What is being asked -> Take every line containing "below" from the material and copy it.
==== Given entries ====
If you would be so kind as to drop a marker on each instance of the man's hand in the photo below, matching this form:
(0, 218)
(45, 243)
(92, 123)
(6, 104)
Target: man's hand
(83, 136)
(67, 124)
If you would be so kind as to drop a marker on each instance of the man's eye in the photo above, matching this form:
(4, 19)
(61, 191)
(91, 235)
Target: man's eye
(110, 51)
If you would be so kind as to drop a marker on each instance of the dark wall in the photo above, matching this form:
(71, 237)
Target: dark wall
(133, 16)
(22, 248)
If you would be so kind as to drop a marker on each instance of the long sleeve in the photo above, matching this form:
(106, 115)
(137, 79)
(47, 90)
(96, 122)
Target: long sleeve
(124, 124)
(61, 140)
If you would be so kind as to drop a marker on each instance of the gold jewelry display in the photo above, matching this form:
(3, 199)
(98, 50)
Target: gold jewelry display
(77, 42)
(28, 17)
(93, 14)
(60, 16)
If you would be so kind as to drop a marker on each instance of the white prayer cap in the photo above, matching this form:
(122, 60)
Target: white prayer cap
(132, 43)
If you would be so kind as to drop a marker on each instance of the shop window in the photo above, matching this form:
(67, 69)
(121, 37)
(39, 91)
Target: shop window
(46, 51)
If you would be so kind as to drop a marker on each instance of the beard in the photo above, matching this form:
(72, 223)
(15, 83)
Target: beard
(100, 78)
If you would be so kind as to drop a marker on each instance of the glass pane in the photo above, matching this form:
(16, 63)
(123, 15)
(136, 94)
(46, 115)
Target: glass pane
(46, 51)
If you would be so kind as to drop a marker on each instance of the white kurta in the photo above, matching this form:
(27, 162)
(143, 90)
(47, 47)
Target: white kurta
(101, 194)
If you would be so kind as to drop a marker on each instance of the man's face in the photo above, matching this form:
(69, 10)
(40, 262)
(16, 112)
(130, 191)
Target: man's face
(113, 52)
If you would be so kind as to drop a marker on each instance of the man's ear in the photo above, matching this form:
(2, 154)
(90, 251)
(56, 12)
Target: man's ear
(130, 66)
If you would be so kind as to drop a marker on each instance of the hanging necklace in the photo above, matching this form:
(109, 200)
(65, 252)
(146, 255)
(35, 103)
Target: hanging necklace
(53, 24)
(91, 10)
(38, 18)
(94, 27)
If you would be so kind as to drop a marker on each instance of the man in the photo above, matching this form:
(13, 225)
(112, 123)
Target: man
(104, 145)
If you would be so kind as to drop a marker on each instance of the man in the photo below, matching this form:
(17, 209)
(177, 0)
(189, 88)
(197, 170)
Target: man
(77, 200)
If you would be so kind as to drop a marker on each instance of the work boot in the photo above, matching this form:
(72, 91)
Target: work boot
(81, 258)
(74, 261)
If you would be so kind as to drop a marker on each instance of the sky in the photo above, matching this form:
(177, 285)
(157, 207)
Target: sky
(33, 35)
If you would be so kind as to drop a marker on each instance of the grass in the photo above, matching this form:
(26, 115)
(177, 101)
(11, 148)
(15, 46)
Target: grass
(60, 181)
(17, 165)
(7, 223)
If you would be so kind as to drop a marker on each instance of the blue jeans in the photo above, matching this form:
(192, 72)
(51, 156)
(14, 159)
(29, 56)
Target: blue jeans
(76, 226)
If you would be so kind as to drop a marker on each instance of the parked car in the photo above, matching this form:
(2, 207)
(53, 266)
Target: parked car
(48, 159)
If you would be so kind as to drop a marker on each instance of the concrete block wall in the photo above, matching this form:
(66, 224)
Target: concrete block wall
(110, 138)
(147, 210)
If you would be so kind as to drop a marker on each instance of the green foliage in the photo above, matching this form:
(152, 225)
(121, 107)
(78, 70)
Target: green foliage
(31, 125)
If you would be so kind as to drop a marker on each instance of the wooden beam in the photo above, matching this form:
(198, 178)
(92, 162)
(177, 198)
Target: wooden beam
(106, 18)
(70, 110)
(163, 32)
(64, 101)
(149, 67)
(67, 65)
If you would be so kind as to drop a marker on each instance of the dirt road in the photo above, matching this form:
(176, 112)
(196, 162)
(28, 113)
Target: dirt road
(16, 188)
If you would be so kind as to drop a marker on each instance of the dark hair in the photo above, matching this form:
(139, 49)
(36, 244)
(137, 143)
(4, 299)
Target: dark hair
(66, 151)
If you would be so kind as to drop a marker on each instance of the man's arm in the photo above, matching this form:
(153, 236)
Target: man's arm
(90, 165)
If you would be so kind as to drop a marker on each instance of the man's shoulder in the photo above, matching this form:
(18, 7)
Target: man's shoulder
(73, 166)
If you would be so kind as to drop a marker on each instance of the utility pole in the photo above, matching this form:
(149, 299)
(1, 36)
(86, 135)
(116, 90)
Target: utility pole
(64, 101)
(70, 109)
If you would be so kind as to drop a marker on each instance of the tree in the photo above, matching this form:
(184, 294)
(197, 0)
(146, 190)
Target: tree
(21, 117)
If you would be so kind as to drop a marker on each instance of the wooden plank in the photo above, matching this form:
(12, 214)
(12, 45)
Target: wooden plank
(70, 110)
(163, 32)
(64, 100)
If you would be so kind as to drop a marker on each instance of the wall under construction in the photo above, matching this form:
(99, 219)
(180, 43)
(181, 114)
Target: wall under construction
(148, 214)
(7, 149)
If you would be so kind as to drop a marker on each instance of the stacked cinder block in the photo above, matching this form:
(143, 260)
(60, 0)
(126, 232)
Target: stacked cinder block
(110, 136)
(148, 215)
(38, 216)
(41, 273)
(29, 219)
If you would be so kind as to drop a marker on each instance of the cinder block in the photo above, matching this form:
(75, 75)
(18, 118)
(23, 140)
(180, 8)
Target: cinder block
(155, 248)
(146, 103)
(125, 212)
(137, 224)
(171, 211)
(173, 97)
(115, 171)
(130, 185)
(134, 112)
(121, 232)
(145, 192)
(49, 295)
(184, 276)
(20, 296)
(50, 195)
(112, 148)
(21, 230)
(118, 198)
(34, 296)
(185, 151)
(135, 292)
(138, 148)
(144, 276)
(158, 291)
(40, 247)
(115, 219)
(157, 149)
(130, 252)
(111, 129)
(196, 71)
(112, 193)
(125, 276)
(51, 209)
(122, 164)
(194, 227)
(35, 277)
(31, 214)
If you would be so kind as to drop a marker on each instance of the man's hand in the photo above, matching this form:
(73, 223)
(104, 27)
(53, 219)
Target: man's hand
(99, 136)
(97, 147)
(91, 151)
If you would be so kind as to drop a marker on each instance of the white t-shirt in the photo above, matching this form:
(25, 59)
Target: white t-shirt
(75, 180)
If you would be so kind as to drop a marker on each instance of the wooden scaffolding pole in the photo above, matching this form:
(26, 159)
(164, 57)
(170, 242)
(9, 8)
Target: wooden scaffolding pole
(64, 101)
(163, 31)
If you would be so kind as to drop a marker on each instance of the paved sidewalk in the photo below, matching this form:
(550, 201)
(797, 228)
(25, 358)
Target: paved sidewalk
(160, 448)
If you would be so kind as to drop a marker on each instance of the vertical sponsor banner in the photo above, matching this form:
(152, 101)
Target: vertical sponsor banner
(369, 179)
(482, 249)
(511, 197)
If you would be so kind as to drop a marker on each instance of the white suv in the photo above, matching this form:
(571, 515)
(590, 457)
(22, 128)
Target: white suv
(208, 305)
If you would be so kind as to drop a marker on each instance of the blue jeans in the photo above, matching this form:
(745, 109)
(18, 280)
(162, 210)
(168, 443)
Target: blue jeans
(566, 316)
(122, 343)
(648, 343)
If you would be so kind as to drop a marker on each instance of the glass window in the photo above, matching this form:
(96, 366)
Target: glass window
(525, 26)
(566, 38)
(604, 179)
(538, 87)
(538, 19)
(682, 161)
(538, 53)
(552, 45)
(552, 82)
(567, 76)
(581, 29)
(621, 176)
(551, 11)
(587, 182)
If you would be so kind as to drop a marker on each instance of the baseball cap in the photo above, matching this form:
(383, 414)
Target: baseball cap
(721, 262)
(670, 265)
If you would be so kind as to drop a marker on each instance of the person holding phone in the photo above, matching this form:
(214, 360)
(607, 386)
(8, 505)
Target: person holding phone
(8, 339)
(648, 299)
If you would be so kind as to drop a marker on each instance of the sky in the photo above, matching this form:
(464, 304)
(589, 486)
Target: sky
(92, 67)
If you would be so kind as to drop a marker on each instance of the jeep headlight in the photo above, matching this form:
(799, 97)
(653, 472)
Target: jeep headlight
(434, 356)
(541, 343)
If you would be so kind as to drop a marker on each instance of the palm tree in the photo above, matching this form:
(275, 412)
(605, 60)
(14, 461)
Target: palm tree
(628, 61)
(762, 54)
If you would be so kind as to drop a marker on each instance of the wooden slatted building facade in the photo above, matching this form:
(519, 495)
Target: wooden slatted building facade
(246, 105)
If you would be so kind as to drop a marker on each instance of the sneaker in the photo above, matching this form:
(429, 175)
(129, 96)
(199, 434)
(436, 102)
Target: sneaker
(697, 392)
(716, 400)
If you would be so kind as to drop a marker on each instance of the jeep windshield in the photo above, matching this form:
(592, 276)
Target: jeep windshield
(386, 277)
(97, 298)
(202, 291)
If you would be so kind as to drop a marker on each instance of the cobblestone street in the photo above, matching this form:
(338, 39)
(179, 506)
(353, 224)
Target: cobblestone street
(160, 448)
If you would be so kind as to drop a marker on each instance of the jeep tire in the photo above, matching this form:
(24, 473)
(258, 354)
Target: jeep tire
====
==== Given entries ====
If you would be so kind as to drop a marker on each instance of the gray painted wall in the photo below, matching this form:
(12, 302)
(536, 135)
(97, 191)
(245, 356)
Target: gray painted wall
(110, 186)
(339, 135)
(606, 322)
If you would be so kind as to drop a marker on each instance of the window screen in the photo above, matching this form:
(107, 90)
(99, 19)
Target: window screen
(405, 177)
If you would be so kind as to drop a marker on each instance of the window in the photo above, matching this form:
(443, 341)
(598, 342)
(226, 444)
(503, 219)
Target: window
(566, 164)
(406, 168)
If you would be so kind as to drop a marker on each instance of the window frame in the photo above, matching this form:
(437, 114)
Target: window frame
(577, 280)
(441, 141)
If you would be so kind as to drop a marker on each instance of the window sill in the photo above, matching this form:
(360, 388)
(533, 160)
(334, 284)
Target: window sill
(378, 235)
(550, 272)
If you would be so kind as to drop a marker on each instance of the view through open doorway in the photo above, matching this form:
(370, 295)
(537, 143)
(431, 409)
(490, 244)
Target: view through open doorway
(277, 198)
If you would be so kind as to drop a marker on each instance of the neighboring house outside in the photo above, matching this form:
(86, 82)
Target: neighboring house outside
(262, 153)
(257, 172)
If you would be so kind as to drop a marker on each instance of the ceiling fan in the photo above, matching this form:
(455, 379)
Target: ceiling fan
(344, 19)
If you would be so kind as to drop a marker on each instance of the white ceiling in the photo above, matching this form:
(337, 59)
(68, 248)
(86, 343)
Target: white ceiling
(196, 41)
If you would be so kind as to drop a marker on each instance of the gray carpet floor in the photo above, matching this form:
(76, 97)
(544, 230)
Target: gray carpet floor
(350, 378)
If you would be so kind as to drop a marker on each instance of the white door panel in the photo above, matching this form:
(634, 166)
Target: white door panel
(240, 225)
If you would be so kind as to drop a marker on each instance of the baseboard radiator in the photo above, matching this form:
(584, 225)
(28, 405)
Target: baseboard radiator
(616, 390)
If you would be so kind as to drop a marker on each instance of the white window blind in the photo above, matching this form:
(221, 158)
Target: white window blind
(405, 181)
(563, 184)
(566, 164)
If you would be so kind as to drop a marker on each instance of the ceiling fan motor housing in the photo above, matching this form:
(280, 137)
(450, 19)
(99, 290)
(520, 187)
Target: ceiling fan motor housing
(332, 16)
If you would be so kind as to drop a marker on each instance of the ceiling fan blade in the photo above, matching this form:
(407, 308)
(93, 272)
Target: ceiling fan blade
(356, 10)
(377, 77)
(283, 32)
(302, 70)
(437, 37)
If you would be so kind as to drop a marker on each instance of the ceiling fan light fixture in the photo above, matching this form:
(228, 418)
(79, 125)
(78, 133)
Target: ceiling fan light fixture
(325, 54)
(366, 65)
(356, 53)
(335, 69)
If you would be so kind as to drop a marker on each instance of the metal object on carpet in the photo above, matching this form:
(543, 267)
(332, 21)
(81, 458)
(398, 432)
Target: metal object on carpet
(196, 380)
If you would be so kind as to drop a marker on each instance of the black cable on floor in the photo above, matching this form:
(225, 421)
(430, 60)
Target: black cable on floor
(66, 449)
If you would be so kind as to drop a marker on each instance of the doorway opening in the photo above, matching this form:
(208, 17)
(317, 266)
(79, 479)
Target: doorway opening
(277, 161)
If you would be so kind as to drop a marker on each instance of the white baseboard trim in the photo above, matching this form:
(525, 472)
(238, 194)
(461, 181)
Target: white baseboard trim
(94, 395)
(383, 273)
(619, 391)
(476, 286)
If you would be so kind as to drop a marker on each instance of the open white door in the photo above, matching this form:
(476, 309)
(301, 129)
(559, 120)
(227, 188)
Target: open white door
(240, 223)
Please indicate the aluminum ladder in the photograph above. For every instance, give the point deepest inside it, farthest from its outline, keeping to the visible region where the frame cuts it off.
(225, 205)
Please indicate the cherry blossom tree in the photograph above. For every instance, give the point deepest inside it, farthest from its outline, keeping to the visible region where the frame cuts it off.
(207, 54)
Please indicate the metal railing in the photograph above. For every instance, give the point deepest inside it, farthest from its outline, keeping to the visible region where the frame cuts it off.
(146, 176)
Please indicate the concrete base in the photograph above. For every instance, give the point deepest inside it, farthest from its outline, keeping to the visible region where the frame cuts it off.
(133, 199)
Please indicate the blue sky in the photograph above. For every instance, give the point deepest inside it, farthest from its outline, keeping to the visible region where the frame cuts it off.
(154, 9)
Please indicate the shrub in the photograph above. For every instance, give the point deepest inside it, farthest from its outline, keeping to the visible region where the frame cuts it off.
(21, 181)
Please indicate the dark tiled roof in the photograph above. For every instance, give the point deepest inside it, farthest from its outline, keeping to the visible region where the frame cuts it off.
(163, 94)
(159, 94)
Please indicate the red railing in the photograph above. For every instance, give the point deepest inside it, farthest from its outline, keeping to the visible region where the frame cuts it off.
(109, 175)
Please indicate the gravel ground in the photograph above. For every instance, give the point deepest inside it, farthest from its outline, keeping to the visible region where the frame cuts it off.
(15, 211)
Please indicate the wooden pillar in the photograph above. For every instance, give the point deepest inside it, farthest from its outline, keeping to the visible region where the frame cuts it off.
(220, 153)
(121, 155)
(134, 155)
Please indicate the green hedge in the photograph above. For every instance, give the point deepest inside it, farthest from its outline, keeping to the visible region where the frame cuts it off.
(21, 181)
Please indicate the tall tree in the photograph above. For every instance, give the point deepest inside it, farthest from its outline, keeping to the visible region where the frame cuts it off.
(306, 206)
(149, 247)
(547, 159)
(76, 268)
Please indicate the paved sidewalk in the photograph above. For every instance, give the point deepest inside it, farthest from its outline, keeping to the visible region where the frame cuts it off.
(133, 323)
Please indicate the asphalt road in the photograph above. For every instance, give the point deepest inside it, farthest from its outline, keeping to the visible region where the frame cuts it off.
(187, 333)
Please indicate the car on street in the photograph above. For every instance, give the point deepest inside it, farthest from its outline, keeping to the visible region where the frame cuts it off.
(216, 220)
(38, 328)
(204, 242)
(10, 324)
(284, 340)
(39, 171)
====
Answer box ->
If you would be so kind as to drop a marker on each instance of the man's hand in the photo below, matching this form:
If you would be so kind as to drop a marker on each instance of the man in the photo below, matching this form:
If you would be so kind as to drop a marker on each instance of the paved sidewalk in the photo below, matching this form:
If you would be so kind as to drop a marker on each instance of the gray painted wall in the photo below, matching this form:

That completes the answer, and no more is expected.